_To do_:
- 1) Rewrite everything in the article on NPR's ethics policy from "As I’ll note" down to "on social media.", changing "member stations" to "affiliate stations".
- 2) Decide whether each statement below agrees with the article on NPR's ethics policy. Answer yes or no, and quote the words of the article that settle it.
(a) Before this revision, NPR's ethics policy had last been revised about ten years earlier.
(b) Staff who write promotional copy for the programming division must follow the most restrictive elements of the policy.
(c) Under the new standards, commentators may express opinions if they are respectful and grounded in facts.
- 3) Proceed with the article on NPR's ethics policy, picking up after its final sentence.

New NPR ethics policy raises questions about what journalists are permitted to say privately

July 30, 2021 • 9:15 am

National Public Radio (NPR) has announced a new ethics policy, a revision of the policy last revised a decade ago. It’s described in a new article on NPR. According to author Kelly McBride (the public editor of NPR with expertise in journalistic ethics), the change was spurred by the murder of George Floyd that, in turn, caused younger journalists to begin agitating for the right to both do journalism and to express their political and ideological opinions on public media, in writing, or by going to demonstrations.

This contravened previous standards (widespread in journalism) prohibiting reporting journalists or commentators (not op-ed writers, of course), from expressing their views in public on political or ideological issues. There was a reason for that, which of course is that if you know a journalist has strong views on an issue, you might judge their reporting or commentary on that issue to be biased. Because the younger NPR reporters wanted to be able to express their views publicly, the organization tried to forge a compromise.

Click on the screenshot to read, and if you want to see the entire set of NPR ethical standards, go here.

Here is the big change that was made:

The new NPR policy reads, “NPR editorial staff may express support for democratic, civic values that are core to NPR’s work, such as, but not limited to: the freedom and dignity of human beings, the rights of a free and independent press, the right to thrive in society without facing discrimination on the basis of race, ethnicity, gender, sexual identity, disability, or religion.”

As I’ll note below, it may not be so clear exactly what constitutes the “democratic civic values that are core to NPR’s work”.

Here’s what McBride characterizes as the most important changes in the ethics policy:

The new policy, which was shared with member stations by email on July 7, offers three revised sections: a rewrite of “NPR’s Guiding Principles,” a section titled, “Guideline: On Attending Marches, Rallies And Other Public Events,” and an update of the section on social media.

When comparing the new policy to the old, here are the other major developments:

    • The opening section lists core values of “honesty, integrity, independence, accuracy, contextual truth, transparency, respect and fairness” and adds a specific reference to the “democratic role as watchdogs.”
    • NPR names diversity as a key guiding principle, with a specific obligation to include voices that are routinely left out of the news.
    • The policy refines and narrows the list of staff who are expected to comport with the most restrictive elements of the policy. It’s a long list, but it boils down to whether you shape content in any way or hold an executive title. Other job titles, including those who work in research, archives and data, and those who write promotional copy for the programming division, are exempt from restrictions on their public behavior.
    • The new standards reinforce the difference between straight reporting and commentary. “NPR journalists with a role in covering the news should stick to reporting and analysis,” the policy reads.  “Commentators have more leeway to express opinions and may do so as long as they are respectful and grounded in facts.” A new addition to this section allows anyone who works in news or programming to publish a first-person story when appropriate.
    • In the sub-section of the Impartiality chapter on attending marches and rallies, NPR adds another list of universal values including human rights, a free press, anti-discrimination and anti-bigotry.

This seems pretty fair to me, especially coupled with the stipulation that journalists have to vet their wishes to express political views in advance to their bosses, and that the NPR newsroom now has a standing committee to review individual cases. And there’s still a wall between straight reportage and commentary or opinion. McBride gives examples of things that can be allowed:

Is it OK to march in a demonstration and say, ‘Black lives matter’? What about a Pride parade? In theory, the answer today is, “Yes.” But in practice, NPR journalists will have to discuss specific decisions with their bosses, who in turn will have to ask a lot of questions.

_Collection entries_:

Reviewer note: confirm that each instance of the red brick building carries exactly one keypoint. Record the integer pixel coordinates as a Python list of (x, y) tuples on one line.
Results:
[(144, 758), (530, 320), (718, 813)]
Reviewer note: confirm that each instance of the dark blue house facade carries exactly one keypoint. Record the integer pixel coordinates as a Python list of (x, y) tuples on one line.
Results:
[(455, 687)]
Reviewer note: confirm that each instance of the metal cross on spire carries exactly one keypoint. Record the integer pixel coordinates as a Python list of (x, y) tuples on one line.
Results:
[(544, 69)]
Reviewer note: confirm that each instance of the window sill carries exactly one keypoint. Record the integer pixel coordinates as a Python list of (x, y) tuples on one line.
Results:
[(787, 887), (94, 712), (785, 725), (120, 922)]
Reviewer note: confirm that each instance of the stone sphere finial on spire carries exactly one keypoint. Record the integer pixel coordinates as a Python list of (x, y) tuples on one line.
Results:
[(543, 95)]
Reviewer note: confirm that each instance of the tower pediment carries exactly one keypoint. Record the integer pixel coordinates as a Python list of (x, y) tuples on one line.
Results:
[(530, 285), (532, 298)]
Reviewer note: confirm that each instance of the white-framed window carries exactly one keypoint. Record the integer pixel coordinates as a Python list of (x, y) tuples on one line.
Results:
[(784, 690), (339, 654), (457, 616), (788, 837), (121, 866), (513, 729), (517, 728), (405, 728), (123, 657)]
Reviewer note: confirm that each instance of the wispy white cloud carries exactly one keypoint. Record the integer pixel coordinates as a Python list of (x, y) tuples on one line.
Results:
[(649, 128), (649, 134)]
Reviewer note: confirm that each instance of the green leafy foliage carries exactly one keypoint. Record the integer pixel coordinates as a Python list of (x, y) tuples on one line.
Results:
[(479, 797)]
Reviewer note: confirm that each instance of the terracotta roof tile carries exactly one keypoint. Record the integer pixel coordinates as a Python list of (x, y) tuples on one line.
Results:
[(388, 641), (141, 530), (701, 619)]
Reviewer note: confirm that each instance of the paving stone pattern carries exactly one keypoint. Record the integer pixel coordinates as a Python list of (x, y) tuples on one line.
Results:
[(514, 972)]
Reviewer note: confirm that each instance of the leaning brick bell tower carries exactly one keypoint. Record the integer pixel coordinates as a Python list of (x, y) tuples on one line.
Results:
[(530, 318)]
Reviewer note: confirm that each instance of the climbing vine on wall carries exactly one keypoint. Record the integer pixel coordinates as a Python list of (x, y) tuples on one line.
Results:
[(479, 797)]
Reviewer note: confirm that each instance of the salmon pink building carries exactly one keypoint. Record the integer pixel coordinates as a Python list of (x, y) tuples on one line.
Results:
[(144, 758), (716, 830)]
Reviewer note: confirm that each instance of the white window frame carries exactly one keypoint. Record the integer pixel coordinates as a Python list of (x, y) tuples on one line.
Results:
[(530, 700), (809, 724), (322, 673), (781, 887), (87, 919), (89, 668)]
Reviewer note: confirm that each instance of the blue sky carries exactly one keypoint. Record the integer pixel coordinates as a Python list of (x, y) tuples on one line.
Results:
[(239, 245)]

_Responses to the tasks_:
- 1)
As I’ll note below, it may not be so clear exactly what constitutes the “democratic civic values that are core to NPR’s work”.

Here’s what McBride characterizes as the most important changes in the ethics policy:

The new policy, which was shared with affiliate stations by email on July 7, offers three revised sections: a rewrite of “NPR’s Guiding Principles,” a section titled, “Guideline: On Attending Marches, Rallies And Other Public Events,” and an update of the section on social media.

- 2)
(a) Yes: "a revision of the policy last revised a decade ago"
(b) No: "those who write promotional copy for the programming division, are exempt from restrictions on their public behavior"
(c) Yes: "may do so as long as they are respectful and grounded in facts"

- 3)
The carve-out is somewhat narrow. Protests organized with the purpose of demanding equal and fair treatment of people are now permitted, as long as the journalist asking is not covering the event. However, rallies organized to support a specific piece of legislation would be off-limits. Other events featuring a slate of political candidates from one party are also out of bounds.

And again, that seems fine. Although NPR is clearly on the Left given its editorial content and choice of subjects to cover, that doesn’t bother me. either.

But there’s one bit in the piece that does worry me. It’s the idea that there are some areas of human thought where no dissent can be permitted, because what is “right” is palpably clear. And, indeed, nearly everyone agrees that it’s wrong to have slavery, to kill someone just for the thrill of it, or to steal someone else’s property because you covet it. But, as philosophers like to point out, these “rules” are often not so clear cut.  What bothered me is something said by Keith Woods, the chief diversity officer of NPR and co-chair of the committee that drafted the new policy (emphasis is mine):

Woods said that he and others argued that it was important for journalists to keep many of their personal views private, in order not to distract from the primary focus of reporting facts. But he added that it was a mistake in the past to allow that balancing act to overshadow all expression.

“There are things in the world where we are not torn about where we stand,” said Woods (who is also former dean of faculty and my former boss at The Poynter Institute). “We are against bigotry, we are against discrimination and unfairness.”

That sounds good, and I agree about bigotry being a universal no-no, but what about “discrimination and unfairness”? Here are some areas where there are active questions about justifications for discrimination and unfairness:

  • Is it okay to discriminate against Asian students seeking admission to Ivy League schools in order to maintain equity for other groups? (This is a form of affirmative action.)
  • Is it okay to rectify past discrimination by applying present discrimination? (This is a tenet of Ibram Kendi’s anti-racism platform.)
  • Is it okay to assume that if we see inequities in organizations, schools, or firms, those imbalances are prima facie evidence of bigotry operating at present?
  • Is it unfair to allow medically untreated biological men who present as transgender women to compete in women’s sports or be incarcerated in women’s prisons?

I’m sure you can think of other problematic issues like these.

The problem is that the ideas of “fairness” and “discrimination” are slippery ones. Indeed, in all the cases above, fairness is said to require some discrimination.

I’m sure NPR will strike the right balance between journalistic practices and personal expression, but what we see above is an attitude that’s inimical to rationality and free speech. It is the basis of Wokeness as well. It is the attitude that there are some stands that are so right that they are not only unworthy of discussion, but should be taboo to discuss.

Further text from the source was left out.